::: Excerpted text :::

Beautiful People | Dynamic programming Set 5

There is a club with N members.This is a very prestigious club, its members are very rich and therefore extraordinary people, so they often extremely hate each other. Strictly speaking, i-th member of the club Mr X hates j-th member of the club Mr Y if Si ≤ Sj and Bi ≥ Bj or if Si ≥ Sj and Bi ≤ Bj (if both properties of Mr X are greater then corresponding properties of Mr Y, he doesn’t even notice him, on the other hand, if both of his properties are less, he respects Mr Y very much).Your task it to invite as many people as possible.

print the maximum number of the people that can be invited to the party and also print numbers of members to be invited in arbitrary order. If several solutions exist, output any one.

Example:
Strength[] = {1, 1, 2, 2}
Beauty[] = {1, 2, 1, 2}

In above case we can invite maximum 2 people with index 1 and 4 i.e {1,1} , {2,2}
So Output is
2
1 4

Solution:
Above problem can be solved using dynamic programming paradigm and specifically using Longest Increasing Subsequence technique.

1) Optimal Sub Structure
Let array member[] contains a members Strength and Beauty factor. D[i] contain the maximum number of people club can invite till index i such that member[i] is part of invitation and memeber[i] is the last element of invitation, then D[i] can be written as

D(i) = { 1 + Max ( D(j) ) } where j < i and D[i] = max{ D[j] +1 }for j < i and Strength[j] < Strength[i] and Beauty[j] < Beauty[i] , if there is no such j then D(i) = 1

To get Maximum number of people we need to return max(D[i]) , where 0 < i < n
and while updating D[i] , take an array P[i] which will store position or index of member which can be invited in party.

Time Complexity : O(n2)

c++ program:

#include <iostream>
#include <vector>
#include <algorithm>
using namespace std; 

//Structure to store person informartion
typedef struct person{
    long int s;
    long int b;
    int ind;
    
    person(long int s,long int b,int ind);
} person;

//! where s = strength, b = beauty factor. ind  = index of memeber
person::person(long int s, long int b, int ind):
s(s),b(b),ind(ind)

:::

● Short exercise: Reproduce the entire Beautiful People dynamic programming text above, word for word and with the code unchanged.

::: Data shown :::

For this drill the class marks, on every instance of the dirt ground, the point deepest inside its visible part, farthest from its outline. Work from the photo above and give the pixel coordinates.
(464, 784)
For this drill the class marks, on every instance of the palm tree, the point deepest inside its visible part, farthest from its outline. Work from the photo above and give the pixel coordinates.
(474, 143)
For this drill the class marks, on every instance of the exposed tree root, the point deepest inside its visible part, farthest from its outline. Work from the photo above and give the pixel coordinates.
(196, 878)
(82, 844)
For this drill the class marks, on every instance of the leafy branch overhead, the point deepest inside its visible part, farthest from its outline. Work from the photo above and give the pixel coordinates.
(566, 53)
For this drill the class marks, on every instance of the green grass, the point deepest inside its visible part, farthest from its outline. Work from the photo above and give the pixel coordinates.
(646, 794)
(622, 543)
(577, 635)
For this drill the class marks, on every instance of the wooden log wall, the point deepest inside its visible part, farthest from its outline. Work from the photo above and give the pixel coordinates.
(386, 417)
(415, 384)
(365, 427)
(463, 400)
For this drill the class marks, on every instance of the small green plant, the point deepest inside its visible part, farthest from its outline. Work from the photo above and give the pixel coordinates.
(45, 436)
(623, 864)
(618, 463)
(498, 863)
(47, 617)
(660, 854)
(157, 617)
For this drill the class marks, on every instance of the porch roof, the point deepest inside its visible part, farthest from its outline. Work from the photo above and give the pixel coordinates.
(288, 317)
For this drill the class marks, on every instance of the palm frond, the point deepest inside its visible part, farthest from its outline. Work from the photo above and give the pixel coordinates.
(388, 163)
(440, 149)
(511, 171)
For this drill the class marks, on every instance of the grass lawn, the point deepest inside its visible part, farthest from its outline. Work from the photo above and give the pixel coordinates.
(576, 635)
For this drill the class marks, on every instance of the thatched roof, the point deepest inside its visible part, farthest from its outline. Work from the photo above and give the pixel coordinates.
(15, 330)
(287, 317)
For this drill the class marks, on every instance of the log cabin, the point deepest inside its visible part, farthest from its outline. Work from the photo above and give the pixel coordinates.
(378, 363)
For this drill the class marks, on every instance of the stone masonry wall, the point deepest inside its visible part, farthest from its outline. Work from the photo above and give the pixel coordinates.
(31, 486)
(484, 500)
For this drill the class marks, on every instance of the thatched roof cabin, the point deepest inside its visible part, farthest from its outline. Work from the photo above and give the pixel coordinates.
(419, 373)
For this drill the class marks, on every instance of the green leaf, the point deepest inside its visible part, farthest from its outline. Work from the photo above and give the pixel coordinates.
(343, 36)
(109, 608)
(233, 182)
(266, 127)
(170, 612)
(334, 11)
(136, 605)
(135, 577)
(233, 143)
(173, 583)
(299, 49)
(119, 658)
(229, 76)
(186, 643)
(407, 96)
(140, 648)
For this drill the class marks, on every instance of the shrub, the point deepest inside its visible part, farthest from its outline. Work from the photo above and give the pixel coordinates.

:::

● Exercise response:
Beautiful People | Dynamic programming Set 5

There is a club with N members.This is a very prestigious club, its members are very rich and therefore extraordinary people, so they often extremely hate each other. Strictly speaking, i-th member of the club Mr X hates j-th member of the club Mr Y if Si ≤ Sj and Bi ≥ Bj or if Si ≥ Sj and Bi ≤ Bj (if both properties of Mr X are greater then corresponding properties of Mr Y, he doesn’t even notice him, on the other hand, if both of his properties are less, he respects Mr Y very much).Your task it to invite as many people as possible.

print the maximum number of the people that can be invited to the party and also print numbers of members to be invited in arbitrary order. If several solutions exist, output any one.

Example:
Strength[] = {1, 1, 2, 2}
Beauty[] = {1, 2, 1, 2}

In above case we can invite maximum 2 people with index 1 and 4 i.e {1,1} , {2,2}
So Output is
2
1 4

Solution:
Above problem can be solved using dynamic programming paradigm and specifically using Longest Increasing Subsequence technique.

1) Optimal Sub Structure
Let array member[] contains a members Strength and Beauty factor. D[i] contain the maximum number of people club can invite till index i such that member[i] is part of invitation and memeber[i] is the last element of invitation, then D[i] can be written as

D(i) = { 1 + Max ( D(j) ) } where j < i and D[i] = max{ D[j] +1 }for j < i and Strength[j] < Strength[i] and Beauty[j] < Beauty[i] , if there is no such j then D(i) = 1

To get Maximum number of people we need to return max(D[i]) , where 0 < i < n
and while updating D[i] , take an array P[i] which will store position or index of member which can be invited in party.

Time Complexity : O(n2)

c++ program:

#include <iostream>
#include <vector>
#include <algorithm>
using namespace std; 

//Structure to store person informartion
typedef struct person{
    long int s;
    long int b;
    int ind;
    
    person(long int s,long int b,int ind);
} person;

//! where s = strength, b = beauty factor. ind  = index of memeber
person::person(long int s, long int b, int ind):
s(s),b(b),ind(ind)